_Data entries:_
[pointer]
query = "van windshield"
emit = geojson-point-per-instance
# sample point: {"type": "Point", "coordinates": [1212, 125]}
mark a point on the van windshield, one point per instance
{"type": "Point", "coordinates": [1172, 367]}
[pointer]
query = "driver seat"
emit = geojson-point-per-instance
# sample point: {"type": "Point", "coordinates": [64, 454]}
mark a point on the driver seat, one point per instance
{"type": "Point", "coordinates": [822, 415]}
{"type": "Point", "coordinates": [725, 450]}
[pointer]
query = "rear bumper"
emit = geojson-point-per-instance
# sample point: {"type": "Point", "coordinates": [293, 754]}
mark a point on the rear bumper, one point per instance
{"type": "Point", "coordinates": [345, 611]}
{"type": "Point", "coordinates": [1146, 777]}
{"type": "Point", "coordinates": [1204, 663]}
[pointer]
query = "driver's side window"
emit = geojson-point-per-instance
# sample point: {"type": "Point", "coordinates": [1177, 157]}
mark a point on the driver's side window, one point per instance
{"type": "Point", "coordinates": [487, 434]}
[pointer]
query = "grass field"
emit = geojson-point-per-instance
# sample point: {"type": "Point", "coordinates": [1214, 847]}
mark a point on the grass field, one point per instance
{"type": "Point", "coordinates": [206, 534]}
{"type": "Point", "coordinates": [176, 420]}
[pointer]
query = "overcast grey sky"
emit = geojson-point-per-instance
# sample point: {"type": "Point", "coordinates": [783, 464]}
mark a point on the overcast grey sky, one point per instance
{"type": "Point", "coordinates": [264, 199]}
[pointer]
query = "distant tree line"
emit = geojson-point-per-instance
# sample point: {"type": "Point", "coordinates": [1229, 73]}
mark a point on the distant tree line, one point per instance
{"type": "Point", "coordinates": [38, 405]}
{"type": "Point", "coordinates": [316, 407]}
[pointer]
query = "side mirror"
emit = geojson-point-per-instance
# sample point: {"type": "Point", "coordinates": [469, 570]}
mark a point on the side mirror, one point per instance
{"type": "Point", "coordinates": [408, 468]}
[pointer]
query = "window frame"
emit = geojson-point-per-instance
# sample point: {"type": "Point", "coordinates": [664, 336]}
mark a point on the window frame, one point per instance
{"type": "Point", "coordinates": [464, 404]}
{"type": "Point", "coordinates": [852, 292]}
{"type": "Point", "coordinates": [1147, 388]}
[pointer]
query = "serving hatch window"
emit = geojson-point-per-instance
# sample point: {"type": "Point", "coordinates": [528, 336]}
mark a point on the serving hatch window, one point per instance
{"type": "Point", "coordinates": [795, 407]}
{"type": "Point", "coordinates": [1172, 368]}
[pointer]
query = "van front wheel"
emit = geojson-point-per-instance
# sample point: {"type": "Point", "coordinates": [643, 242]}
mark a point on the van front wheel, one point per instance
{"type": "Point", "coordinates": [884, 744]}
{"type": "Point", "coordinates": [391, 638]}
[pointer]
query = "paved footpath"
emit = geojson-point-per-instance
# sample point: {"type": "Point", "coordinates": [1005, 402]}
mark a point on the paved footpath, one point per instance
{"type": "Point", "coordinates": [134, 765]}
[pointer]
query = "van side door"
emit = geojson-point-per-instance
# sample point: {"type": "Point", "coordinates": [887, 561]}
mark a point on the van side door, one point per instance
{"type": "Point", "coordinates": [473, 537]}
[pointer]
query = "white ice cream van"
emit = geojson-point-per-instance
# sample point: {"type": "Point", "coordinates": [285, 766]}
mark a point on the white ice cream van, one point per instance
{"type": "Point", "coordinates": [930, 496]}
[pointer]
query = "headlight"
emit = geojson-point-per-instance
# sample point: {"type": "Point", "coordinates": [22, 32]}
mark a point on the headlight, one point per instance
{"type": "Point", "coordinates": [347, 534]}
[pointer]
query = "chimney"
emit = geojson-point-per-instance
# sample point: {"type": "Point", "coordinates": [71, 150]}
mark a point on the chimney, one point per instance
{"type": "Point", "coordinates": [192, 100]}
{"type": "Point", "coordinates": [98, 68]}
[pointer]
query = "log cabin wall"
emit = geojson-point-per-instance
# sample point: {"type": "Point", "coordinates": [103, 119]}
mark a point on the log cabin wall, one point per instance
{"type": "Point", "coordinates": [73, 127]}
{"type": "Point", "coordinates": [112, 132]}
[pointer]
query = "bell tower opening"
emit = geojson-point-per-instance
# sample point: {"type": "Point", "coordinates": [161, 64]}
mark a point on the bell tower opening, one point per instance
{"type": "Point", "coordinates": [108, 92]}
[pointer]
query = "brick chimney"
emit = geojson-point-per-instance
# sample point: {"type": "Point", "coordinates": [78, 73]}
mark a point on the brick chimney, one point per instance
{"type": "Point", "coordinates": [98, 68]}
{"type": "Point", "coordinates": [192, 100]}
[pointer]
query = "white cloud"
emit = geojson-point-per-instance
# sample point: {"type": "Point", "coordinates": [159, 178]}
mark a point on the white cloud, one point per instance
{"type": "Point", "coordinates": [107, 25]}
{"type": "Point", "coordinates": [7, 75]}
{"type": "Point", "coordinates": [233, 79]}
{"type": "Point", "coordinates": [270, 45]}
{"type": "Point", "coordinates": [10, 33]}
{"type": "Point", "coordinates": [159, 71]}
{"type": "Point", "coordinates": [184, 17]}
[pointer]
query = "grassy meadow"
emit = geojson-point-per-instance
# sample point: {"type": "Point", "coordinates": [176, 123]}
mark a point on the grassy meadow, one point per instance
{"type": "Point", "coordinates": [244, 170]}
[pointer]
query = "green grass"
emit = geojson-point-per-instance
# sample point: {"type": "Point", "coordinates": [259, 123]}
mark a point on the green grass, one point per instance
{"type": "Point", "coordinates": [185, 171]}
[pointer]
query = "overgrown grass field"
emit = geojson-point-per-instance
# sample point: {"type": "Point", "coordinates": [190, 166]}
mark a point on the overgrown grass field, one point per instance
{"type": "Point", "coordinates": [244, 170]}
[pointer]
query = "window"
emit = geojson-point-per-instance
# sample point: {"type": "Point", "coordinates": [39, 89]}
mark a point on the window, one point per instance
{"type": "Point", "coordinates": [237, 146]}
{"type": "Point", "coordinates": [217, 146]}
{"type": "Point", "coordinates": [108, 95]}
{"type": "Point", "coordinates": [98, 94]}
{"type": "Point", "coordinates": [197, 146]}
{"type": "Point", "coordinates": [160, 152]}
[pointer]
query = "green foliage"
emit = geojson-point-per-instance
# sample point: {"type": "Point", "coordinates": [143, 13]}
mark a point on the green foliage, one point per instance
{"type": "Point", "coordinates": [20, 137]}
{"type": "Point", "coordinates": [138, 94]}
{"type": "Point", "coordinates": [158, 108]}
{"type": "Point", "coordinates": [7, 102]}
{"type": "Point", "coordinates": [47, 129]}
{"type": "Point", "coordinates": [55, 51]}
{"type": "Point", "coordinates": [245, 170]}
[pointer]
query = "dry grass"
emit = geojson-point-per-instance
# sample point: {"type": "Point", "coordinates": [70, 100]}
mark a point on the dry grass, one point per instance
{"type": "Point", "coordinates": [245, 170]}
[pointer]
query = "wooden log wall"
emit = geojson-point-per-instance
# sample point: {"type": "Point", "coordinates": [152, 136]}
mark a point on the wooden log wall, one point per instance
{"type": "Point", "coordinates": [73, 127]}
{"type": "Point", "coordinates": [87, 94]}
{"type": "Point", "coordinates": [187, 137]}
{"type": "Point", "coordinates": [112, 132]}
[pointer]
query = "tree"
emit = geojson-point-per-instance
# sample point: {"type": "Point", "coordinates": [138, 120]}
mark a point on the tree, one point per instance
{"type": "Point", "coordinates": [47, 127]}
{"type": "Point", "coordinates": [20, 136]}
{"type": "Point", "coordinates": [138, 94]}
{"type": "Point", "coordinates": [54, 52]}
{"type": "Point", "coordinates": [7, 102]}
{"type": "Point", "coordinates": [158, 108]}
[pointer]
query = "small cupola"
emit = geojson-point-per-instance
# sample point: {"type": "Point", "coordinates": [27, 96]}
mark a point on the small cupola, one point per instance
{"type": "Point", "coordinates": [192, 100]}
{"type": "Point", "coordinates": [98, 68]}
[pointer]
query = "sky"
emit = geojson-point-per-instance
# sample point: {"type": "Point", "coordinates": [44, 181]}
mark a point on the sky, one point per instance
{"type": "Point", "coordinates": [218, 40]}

_The request:_ Count the lines in the records above that contain the string "opening". Give only the number.

_Reply:_ 2